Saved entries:
begin
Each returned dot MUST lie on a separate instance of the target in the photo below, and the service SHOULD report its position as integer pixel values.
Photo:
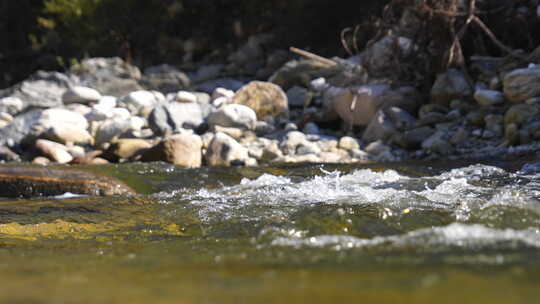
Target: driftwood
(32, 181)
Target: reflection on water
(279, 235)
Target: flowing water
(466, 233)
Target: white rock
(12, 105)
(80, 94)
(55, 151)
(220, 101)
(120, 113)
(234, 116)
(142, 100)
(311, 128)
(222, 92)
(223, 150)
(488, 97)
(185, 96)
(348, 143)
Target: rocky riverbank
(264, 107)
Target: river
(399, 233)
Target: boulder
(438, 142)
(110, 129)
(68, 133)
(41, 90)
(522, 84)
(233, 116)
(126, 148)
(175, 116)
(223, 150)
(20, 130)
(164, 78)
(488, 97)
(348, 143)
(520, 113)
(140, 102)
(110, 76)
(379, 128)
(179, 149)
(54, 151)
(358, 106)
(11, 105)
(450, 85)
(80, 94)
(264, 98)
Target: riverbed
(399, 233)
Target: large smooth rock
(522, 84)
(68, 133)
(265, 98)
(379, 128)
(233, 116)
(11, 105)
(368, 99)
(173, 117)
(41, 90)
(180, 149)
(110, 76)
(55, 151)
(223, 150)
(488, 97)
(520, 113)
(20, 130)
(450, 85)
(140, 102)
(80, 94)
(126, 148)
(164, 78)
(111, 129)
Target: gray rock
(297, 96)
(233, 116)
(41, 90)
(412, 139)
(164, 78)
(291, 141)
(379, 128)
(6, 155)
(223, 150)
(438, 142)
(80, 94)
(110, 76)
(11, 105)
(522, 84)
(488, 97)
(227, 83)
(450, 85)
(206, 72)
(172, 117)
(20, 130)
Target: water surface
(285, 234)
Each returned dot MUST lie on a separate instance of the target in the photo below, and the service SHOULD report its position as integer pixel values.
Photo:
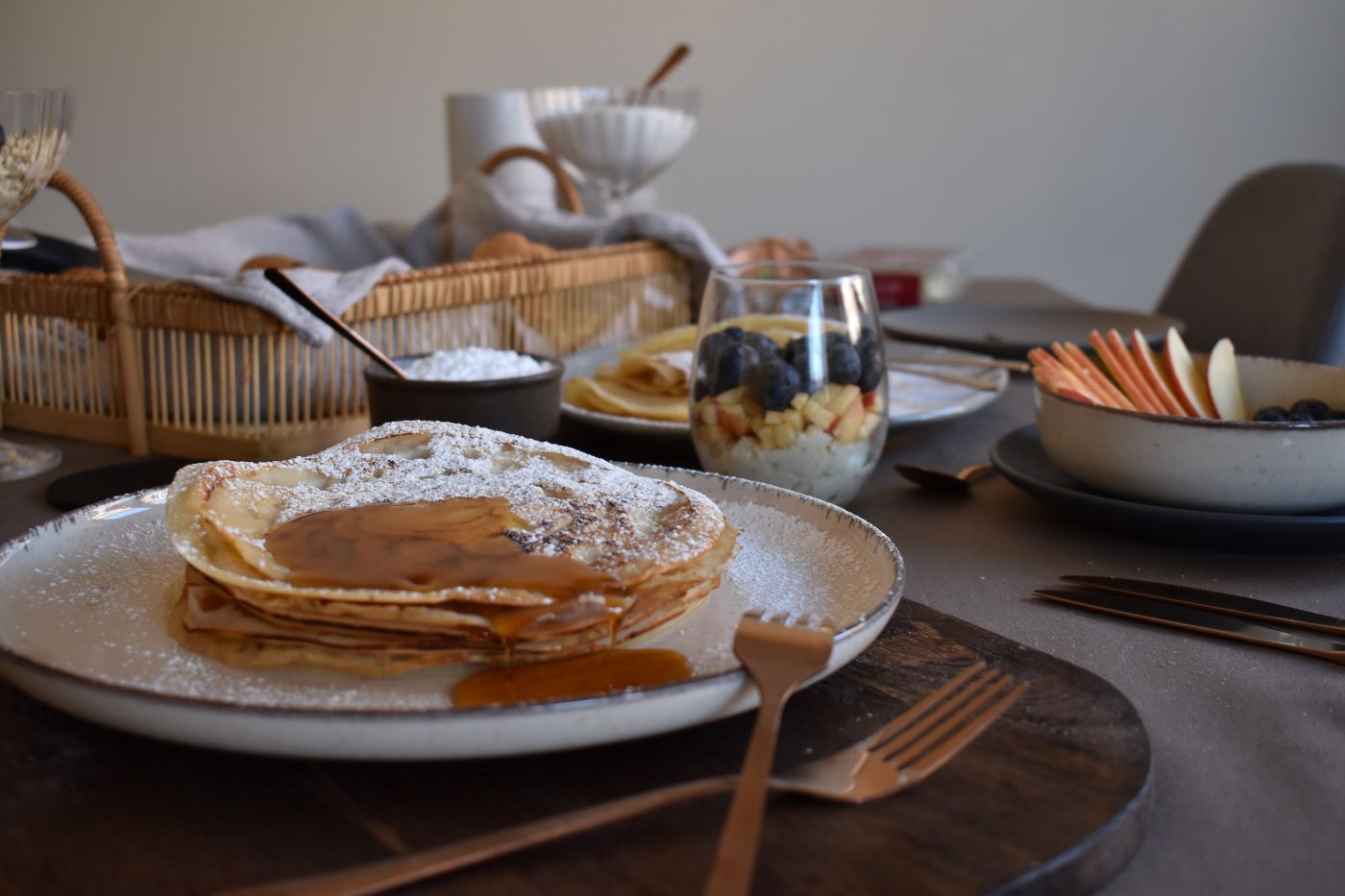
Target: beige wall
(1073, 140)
end
=== WHAT IS REQUIRED ===
Recast the records above as a JSON list of strings, with one string for each line and no blank lines. Leave the pictures out of the answer.

=== ANSWER FOR THE TASK ===
[
  "Each returned dot MUST lie on a separate instance of the target in the photo below, and the service SHOULD report its position as integer pixel values.",
  "Photo:",
  "Target: driftwood",
  "(32, 181)",
  "Target: reflection on water",
  "(279, 235)",
  "Target: flowing water",
  "(466, 233)",
  "Target: white rock",
  "(12, 105)",
  "(80, 94)",
  "(55, 151)",
  "(220, 101)",
  "(120, 113)",
  "(234, 116)",
  "(142, 100)",
  "(311, 128)",
  "(222, 92)",
  "(223, 150)",
  "(488, 97)",
  "(185, 96)",
  "(348, 143)",
  "Target: rocky riverbank",
  "(264, 107)",
  "Target: river",
  "(399, 233)",
  "Target: boulder",
  "(438, 142)",
  "(110, 129)",
  "(68, 133)",
  "(41, 90)",
  "(522, 84)",
  "(233, 116)",
  "(126, 148)",
  "(175, 116)",
  "(223, 150)",
  "(20, 130)",
  "(164, 78)",
  "(488, 97)",
  "(348, 143)",
  "(520, 113)",
  "(140, 102)",
  "(110, 76)",
  "(379, 128)",
  "(179, 149)",
  "(54, 151)",
  "(358, 106)",
  "(11, 105)",
  "(450, 85)",
  "(80, 94)",
  "(264, 98)",
  "Target: riverbed",
  "(399, 233)",
  "Target: large smooth rock",
  "(522, 84)",
  "(68, 133)",
  "(265, 98)",
  "(379, 128)",
  "(233, 116)",
  "(11, 105)",
  "(368, 99)",
  "(173, 117)",
  "(41, 90)",
  "(180, 149)",
  "(110, 76)",
  "(55, 151)",
  "(223, 150)",
  "(488, 97)",
  "(520, 113)",
  "(20, 130)",
  "(450, 85)",
  "(140, 102)",
  "(80, 94)",
  "(126, 148)",
  "(164, 78)",
  "(111, 129)",
  "Target: gray rock",
  "(297, 96)",
  "(233, 116)",
  "(41, 90)",
  "(412, 139)",
  "(164, 78)",
  "(291, 141)",
  "(379, 128)",
  "(6, 155)",
  "(223, 150)",
  "(438, 142)",
  "(80, 94)",
  "(110, 76)",
  "(11, 105)",
  "(522, 84)",
  "(488, 97)",
  "(227, 83)",
  "(450, 85)",
  "(206, 72)",
  "(172, 117)",
  "(20, 130)",
  "Target: water surface",
  "(285, 234)",
  "Each returned dot MUST lie on a separate instance of the target in the photo below, and the service SHOULD report its position as integer pixel values.",
  "Photo:",
  "Target: beige wall",
  "(1073, 140)"
]